BRIEF:
Rewrite the entries below as a numbered list, one line per item, and skip any blank lines. Leave out the pictures.

EXTRACTED RECORDS:
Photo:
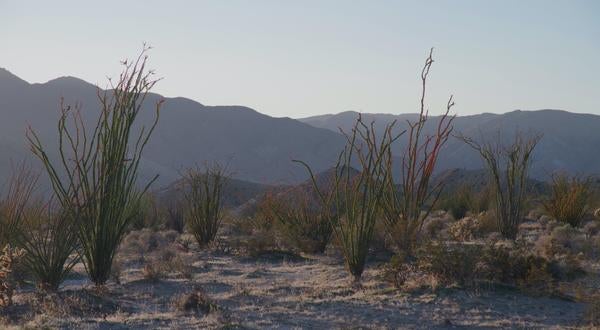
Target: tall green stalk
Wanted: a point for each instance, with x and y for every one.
(95, 179)
(203, 195)
(508, 168)
(354, 198)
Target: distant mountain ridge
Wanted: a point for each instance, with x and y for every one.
(259, 148)
(570, 141)
(254, 146)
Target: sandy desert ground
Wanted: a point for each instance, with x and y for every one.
(272, 291)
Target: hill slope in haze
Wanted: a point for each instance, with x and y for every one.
(570, 141)
(254, 146)
(259, 148)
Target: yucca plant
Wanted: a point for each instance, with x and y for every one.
(406, 206)
(95, 178)
(203, 196)
(508, 168)
(356, 197)
(569, 199)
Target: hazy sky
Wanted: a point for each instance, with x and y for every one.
(301, 58)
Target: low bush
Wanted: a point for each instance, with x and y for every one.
(203, 196)
(569, 199)
(471, 265)
(196, 301)
(470, 228)
(9, 259)
(458, 202)
(147, 214)
(300, 220)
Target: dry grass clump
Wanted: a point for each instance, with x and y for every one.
(472, 227)
(565, 241)
(458, 202)
(196, 301)
(174, 217)
(154, 270)
(569, 199)
(475, 265)
(147, 214)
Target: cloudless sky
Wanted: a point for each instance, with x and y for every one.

TASK OUTPUT:
1. Photo:
2. Target: tall green stalk
3. Wanted: a point for each instance, with x and y for every one.
4. (95, 179)
5. (203, 195)
6. (508, 168)
7. (354, 198)
8. Target: distant mountain ridge
9. Wanted: a point for each instance, with x and y for every one.
10. (259, 148)
11. (570, 141)
12. (254, 146)
13. Target: sandy desert ground
14. Wanted: a point for each instance, with x and y for every one.
15. (272, 291)
16. Target: hill slope in haze
17. Wanted: a point for each instance, with x and y for every one.
18. (570, 141)
19. (254, 146)
20. (259, 148)
21. Target: yucca plant
22. Wanted: a point for each instance, with x and y for every one.
23. (406, 206)
24. (95, 178)
25. (203, 196)
26. (508, 168)
27. (356, 197)
28. (569, 199)
29. Target: hazy sky
30. Wanted: a point for each instance, with x and y for every one.
31. (301, 58)
32. Target: low bush
33. Wanted: a point for each instance, with x and y for every one.
34. (203, 196)
35. (569, 199)
36. (471, 265)
37. (196, 301)
38. (470, 228)
39. (9, 259)
40. (458, 202)
41. (147, 214)
42. (300, 220)
43. Target: dry grass clump
44. Wanted: a point for each instance, with x and y for every one.
45. (472, 227)
46. (565, 241)
47. (458, 202)
48. (196, 301)
49. (174, 217)
50. (154, 270)
51. (569, 199)
52. (475, 265)
53. (147, 214)
54. Target: cloudless sky
55. Wanted: a point for each instance, with x and y for every one.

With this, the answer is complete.